[Texte à examiner]

Cher journal,
depuis quelques semaines, le sommeil me fuit.
Moi qui fus un dormeur paisible, qui avait besoin de ses 8 heures de coma quotidiennes, je suis passé sans pouvoir repérer d'autre facteur déclenchant qu'une avalanche de boulot en retard, à quatre ou cinq heures par nuit, sans vraiment de coup de pompe dans la journée (j'ai pas l'temps).
Privilège de l'âge ?
Dernier baroud de la conscience lucide avant l'Accident Vasculaire Cérébral qui viendra régler le lourd tribut au café et aux cigarettes, dont les quantités ingérées restent élevées ?
Je ne sais.
Mais tant que ça tient, pas de problème.
"Les cigarettes avaient d'abord provoqué en lui une douleur psychique particulière, puis elles étaient devenues le remède particulier de cette douleur.
S'il avait eu à sa disposition un médicament contre la douleur en général, une potion à large spectre éliminant l'agitation globale et le sentiment d'étrangeté dont il croyait souffrir à chaque moment de sa vie en dehors du sommeil, et si cette potion avait été programmée pour le tuer en un laps de temps encore plus court et plus précis que le tabac, Wade aurait sans nul doute eu recours à cette thérapeutique. Même si la mort en résulte, la dépendance consiste à effacer la douleur par ce qui la provoque, et comme la mort est quand même au bout du chemin, qu'est-ce que ça peut faire ?
Il n'existait cependant pas de remède global dont il eût connaissance, et bien qu'il ne fût pas toujours de cet avis, c'était sans doute une chance pour lui. A présent, seules les cigarettes le tuaient - c'était peut-être suffisant."
Russell Banks," AFFLICTION", Babel
C'est moi qui souligne : c'est la plus pertinente définition de la dépendance que j'aie jamais lue, et je l'avais gravée dans le bronze de mon vieux blog tout pourri depuis des lustres.
Russell Banks, dont j'ai lu dans une interview dans le Télérama de cette
semaine qu'il avait eu une enfance violente et un père alcoolique, et je te
jure qu'il n'a pas fait exprès de devenir ensuite un grand écrivain
contemporain dépeignant avec intelligence et subtilité les arcanes de la
condition humaine.
Comme quoi la prise de conscience est effective quand elle se traduit en actes, nom de d'là.
La résilience, c'est la bonne ambiance.

[/Texte à examiner]
[Enregistrements de données]

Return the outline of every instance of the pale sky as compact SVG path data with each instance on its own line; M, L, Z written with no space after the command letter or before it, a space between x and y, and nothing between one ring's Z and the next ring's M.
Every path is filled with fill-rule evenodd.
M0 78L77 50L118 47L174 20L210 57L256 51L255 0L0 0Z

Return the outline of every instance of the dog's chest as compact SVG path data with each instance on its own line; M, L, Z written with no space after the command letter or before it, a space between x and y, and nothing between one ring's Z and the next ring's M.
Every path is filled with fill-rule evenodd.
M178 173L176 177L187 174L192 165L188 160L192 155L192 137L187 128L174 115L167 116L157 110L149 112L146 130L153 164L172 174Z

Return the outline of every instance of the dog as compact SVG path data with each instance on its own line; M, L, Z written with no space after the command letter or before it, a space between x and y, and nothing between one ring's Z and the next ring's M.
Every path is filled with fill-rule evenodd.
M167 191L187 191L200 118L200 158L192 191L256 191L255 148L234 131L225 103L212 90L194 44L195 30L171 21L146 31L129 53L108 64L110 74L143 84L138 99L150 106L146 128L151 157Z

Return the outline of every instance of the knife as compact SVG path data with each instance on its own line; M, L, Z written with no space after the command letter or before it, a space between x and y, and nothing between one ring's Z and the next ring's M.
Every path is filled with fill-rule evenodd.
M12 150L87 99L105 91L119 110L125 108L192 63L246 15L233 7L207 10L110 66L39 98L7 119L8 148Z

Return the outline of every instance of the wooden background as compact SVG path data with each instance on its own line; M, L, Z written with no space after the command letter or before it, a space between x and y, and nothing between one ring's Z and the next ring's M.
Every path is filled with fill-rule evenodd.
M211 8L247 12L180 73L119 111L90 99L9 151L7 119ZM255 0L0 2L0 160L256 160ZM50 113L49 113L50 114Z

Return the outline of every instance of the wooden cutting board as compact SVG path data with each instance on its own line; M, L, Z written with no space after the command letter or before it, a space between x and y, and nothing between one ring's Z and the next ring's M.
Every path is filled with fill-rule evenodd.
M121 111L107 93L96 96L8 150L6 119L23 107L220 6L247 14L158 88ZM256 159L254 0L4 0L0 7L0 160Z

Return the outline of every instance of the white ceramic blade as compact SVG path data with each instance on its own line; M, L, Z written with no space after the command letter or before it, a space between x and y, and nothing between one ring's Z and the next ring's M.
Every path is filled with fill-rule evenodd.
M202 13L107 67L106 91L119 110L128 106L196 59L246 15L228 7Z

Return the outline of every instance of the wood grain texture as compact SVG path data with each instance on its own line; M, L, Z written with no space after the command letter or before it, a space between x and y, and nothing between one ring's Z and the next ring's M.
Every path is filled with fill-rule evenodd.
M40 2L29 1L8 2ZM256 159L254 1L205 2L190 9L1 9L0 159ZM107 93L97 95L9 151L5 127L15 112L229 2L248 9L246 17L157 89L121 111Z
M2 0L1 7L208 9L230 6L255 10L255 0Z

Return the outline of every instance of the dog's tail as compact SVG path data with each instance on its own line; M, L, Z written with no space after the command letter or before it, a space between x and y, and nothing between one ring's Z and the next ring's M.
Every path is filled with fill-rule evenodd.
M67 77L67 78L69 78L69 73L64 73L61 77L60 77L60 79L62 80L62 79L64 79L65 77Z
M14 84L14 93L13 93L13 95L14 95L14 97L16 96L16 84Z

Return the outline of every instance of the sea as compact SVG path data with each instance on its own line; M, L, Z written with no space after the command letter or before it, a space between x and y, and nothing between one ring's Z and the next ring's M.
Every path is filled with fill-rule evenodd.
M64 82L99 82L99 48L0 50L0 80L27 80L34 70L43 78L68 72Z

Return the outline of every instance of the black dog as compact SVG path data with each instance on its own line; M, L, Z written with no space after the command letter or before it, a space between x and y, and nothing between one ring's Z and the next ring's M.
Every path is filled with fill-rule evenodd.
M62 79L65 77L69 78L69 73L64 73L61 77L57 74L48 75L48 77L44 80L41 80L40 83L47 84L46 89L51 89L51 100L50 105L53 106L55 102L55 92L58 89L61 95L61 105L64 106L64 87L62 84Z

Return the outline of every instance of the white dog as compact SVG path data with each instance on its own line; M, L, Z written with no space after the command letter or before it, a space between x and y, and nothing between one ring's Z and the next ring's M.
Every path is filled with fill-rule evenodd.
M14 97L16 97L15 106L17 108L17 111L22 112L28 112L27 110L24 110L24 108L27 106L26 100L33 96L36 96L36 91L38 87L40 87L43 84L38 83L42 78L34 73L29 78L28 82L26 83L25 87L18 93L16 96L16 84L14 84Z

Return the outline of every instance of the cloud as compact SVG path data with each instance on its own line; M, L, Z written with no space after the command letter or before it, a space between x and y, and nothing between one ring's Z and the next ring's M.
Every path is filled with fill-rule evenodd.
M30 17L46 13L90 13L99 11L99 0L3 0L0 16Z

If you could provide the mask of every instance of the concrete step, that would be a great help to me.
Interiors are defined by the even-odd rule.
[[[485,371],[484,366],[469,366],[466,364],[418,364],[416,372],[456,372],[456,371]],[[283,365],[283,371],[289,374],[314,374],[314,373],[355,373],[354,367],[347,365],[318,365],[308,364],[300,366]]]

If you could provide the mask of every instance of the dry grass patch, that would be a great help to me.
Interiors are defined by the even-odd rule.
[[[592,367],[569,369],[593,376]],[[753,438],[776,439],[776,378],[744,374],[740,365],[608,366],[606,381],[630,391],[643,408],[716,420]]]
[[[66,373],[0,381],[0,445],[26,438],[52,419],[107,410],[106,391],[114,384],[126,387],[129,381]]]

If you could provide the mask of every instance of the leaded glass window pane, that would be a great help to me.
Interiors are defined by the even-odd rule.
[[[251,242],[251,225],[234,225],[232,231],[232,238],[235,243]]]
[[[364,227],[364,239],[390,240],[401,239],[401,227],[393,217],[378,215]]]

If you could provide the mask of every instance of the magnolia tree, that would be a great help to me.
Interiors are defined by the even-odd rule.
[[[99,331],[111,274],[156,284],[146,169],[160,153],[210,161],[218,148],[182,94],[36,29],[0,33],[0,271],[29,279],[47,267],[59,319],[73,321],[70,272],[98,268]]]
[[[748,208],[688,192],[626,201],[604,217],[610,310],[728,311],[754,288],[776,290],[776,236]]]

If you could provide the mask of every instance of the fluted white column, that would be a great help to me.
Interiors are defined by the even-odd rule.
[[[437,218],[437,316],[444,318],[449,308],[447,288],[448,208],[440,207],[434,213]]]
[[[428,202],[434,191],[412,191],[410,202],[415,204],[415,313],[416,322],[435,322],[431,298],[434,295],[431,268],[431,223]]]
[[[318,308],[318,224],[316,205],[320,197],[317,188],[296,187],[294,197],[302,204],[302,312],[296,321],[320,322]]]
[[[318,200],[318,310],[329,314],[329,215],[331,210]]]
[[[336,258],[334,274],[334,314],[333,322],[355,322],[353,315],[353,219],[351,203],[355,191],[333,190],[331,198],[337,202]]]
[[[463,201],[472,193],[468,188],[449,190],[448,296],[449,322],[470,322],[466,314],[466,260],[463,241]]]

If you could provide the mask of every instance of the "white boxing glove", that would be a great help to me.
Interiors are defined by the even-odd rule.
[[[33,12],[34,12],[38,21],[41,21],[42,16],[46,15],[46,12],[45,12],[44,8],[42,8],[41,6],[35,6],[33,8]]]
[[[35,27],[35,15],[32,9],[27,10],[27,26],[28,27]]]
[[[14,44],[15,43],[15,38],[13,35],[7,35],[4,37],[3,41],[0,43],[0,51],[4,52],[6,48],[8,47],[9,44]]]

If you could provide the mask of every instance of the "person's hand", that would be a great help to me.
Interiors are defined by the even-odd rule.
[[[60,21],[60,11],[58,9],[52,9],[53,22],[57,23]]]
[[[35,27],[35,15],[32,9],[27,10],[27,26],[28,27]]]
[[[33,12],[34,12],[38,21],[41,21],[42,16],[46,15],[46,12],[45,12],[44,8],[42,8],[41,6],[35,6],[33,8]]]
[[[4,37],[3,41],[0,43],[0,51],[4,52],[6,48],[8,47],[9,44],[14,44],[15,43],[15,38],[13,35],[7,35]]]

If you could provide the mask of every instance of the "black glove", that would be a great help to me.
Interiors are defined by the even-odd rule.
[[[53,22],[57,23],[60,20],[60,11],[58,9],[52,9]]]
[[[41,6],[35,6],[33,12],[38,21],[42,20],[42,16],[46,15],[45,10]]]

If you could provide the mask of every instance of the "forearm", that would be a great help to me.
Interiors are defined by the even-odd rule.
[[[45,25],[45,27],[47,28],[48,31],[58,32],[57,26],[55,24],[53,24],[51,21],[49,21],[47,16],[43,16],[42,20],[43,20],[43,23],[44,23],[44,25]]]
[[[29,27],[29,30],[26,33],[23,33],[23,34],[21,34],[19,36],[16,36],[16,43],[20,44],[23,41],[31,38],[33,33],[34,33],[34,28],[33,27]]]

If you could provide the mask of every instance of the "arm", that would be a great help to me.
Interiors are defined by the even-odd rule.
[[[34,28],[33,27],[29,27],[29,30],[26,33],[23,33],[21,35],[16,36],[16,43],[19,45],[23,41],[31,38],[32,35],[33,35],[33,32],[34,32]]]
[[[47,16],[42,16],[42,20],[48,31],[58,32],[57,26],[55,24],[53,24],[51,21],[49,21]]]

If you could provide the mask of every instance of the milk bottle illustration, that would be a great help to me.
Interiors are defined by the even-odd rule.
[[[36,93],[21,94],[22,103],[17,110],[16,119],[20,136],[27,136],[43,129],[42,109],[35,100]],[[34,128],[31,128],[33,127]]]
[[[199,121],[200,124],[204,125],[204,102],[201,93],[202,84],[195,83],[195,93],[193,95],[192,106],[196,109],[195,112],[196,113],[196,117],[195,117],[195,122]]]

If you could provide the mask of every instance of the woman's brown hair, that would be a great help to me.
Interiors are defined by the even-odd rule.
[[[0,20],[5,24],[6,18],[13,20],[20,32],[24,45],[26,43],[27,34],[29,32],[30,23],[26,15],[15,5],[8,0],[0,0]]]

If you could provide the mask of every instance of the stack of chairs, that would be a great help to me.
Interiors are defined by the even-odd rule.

[/Enregistrements de données]

Recopiez fidèlement le passage du texte sur l'insomnie qui va de « Moi qui fus » à « (j'ai pas l'temps). ».

_Zone de réponse_
Moi qui fus un dormeur paisible, qui avait besoin de ses 8 heures de coma quotidiennes, je suis passé sans pouvoir repérer d'autre facteur déclenchant qu'une avalanche de boulot en retard, à quatre ou cinq heures par nuit, sans vraiment de coup de pompe dans la journée (j'ai pas l'temps).